[Start Records for the exercise]

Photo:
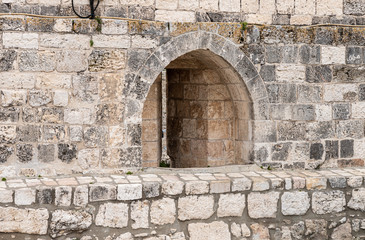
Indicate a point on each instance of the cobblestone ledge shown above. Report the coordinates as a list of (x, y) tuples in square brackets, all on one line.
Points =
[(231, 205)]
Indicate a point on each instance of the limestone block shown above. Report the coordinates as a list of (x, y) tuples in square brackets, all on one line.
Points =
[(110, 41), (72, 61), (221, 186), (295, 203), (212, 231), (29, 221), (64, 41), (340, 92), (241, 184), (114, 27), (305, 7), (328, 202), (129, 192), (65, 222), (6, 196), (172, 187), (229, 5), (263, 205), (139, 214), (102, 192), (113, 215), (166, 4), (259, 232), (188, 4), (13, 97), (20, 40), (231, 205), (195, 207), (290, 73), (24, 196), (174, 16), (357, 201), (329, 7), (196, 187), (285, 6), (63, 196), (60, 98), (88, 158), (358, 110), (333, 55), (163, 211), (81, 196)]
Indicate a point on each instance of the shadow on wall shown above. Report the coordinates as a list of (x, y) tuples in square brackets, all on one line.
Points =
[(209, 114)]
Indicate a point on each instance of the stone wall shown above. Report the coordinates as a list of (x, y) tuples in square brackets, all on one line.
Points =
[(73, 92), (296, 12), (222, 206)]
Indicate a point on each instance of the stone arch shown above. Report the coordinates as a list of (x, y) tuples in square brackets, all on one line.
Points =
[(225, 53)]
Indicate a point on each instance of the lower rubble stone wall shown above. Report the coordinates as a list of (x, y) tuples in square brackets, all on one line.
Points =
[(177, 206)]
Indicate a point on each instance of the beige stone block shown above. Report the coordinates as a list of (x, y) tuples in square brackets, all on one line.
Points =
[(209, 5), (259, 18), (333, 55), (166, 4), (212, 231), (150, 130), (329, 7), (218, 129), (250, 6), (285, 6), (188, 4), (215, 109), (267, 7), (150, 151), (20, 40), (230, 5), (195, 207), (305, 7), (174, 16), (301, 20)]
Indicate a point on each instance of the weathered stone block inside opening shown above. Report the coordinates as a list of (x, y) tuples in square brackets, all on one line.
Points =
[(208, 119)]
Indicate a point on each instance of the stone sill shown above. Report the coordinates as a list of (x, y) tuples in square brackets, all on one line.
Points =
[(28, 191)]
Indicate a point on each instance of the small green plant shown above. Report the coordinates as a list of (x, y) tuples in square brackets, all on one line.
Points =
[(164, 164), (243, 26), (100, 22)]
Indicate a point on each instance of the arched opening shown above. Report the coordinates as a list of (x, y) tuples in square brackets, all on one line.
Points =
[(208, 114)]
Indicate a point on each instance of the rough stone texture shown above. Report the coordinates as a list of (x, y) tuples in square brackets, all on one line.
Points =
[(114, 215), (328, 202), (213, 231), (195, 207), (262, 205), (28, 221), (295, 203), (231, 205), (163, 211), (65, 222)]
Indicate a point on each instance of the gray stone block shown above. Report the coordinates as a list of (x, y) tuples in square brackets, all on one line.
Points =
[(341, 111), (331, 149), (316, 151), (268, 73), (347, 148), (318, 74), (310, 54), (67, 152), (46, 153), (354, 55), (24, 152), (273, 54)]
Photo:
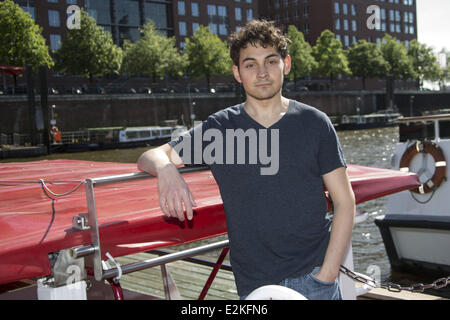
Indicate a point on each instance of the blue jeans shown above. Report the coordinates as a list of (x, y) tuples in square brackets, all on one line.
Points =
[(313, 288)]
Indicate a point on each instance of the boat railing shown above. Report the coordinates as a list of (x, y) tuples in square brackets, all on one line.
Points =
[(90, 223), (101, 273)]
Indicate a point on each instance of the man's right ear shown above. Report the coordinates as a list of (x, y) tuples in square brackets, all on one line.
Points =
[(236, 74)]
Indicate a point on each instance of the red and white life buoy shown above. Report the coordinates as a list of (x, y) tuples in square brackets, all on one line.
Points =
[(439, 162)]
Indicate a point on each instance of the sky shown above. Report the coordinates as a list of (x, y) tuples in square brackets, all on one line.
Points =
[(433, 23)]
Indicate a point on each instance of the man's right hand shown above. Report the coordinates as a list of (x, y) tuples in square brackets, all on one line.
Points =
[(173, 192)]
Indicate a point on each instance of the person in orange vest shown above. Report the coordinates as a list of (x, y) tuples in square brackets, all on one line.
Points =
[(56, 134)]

[End Records for the exercise]

In the data above, change every "Indicate" to "Mark" and leave everything else as it is. Reproduce the lines without the pictures.

Photo:
Mark a point on each instance of the cobblestone ledge shown above. Report the coordinates as a list of (x, y) tuples in square brackets, all on one line.
Points =
[(231, 205)]
Mark a point on each instance of the limestone block shown above. Report the coordinates as a list of (x, y) tuples in square brackets, all on one line.
Points =
[(110, 41), (72, 61), (221, 186), (295, 203), (212, 231), (29, 221), (64, 41), (340, 92), (241, 184), (114, 27), (305, 7), (328, 202), (129, 192), (65, 222), (6, 196), (172, 187), (229, 5), (263, 205), (139, 214), (102, 192), (113, 215), (166, 4), (259, 232), (188, 4), (13, 97), (20, 40), (231, 205), (195, 207), (290, 73), (24, 196), (174, 16), (357, 201), (329, 7), (196, 187), (285, 6), (63, 196), (60, 98), (88, 158), (358, 110), (333, 55), (163, 211), (81, 196)]
Mark a point on each instance of the shadow on wall shown above. Report the coordinates as a list of (x, y) tuples in square brackets, all on one line.
Points =
[(209, 114)]
Mark a point on each instance of the stone wall shown above. Report the coordinates as a list of (x, y) tuples in square brackets, all on one line.
Points =
[(73, 92), (296, 12), (222, 206)]
Mark a point on each instance of the stone arch shown above. Report the coordinates as a list of (x, y) tuples in square brackets, all on one line.
Points =
[(225, 53)]
Mark a point on each instance of the lower rubble stone wall shown above. Report the coordinates as a list of (x, y) tuples in square brackets, all on one line.
Points =
[(177, 206)]
Mark a point on each instance of the beige stone block shown above. Report the coordinates as a list of (x, y) tuples in square brackets, all on one line.
Points =
[(209, 5), (259, 18), (333, 55), (166, 4), (212, 231), (150, 130), (329, 7), (218, 129), (250, 6), (285, 6), (188, 4), (215, 109), (267, 7), (150, 151), (20, 40), (230, 5), (195, 207), (305, 7), (174, 16), (301, 20)]
Mark a point on each instance of the weathered stone block inside opening shown above. Report the coordinates as a list of (x, y) tuples in square brackets, all on one line.
Points =
[(208, 119)]
Mark a point on each instance of the stone sill shown above. Report the coordinates as a list of (x, y) tuples in square brackets, all on one line.
Points =
[(28, 191)]
Mark a point on each instance of the small green plant shown above. Report the coordinates as a list of (x, y) tuples in square brackets, all on one line.
Points =
[(164, 164), (243, 26), (100, 22)]
Mark a point on each instance of the arched opening shown above. Report the coordinates as a list of (x, y) tuples in square brackets, all on one line.
Points =
[(208, 114)]
Mark a point on each instance of the rough stone texture shown above. Report the coordinates as a list of (x, y) tuples in square brackets, all on one line.
Points =
[(114, 215), (328, 202), (213, 231), (195, 207), (262, 205), (28, 221), (295, 203), (231, 205), (163, 211), (65, 222)]
Mark a point on each instance of the gray stone block shown above. Report the coordinates as a list of (x, y) tuples in square brackets, all on one line.
Points =
[(341, 111), (331, 149), (316, 151), (268, 73), (347, 148), (318, 74), (310, 54), (67, 152), (46, 153), (354, 55), (24, 152), (273, 54)]
Photo:
Mark a point on each instance of the blue jeans shown above. Report the coordinates as a list of (x, y) tuples in square brackets, all on one line.
Points =
[(313, 288)]
Mark a point on each instance of the boat railing shown above. Report the coordinates as a list of (x, y) tuples in square brackets, all on one line.
Points =
[(90, 223), (101, 273)]
Mark a point on each instance of the man's right ear shown above. Report the coordinates as a list of (x, y) tuples in square brackets, all on one line.
Points =
[(236, 74)]
Mark a point on each instance of the red and white life buoy shown above. Report the coordinates as a list of (x, y) tuples in square brackets, all on one line.
Points =
[(439, 162)]
Mark a point on each instance of the sky shown above. Report the coordinates as a list of (x, y) tuples in square brackets, all on one line.
Points =
[(433, 23)]
Mark a point on each instance of the man's right hand shown above. Report the coordinates as a list of (x, y) tuples in square brackets, all on one line.
Points =
[(173, 192)]
Mark a point on each instance of the person in orange vest shown above. Report the coordinates as a list of (x, y) tuples in square brackets, all on one line.
Points =
[(56, 134)]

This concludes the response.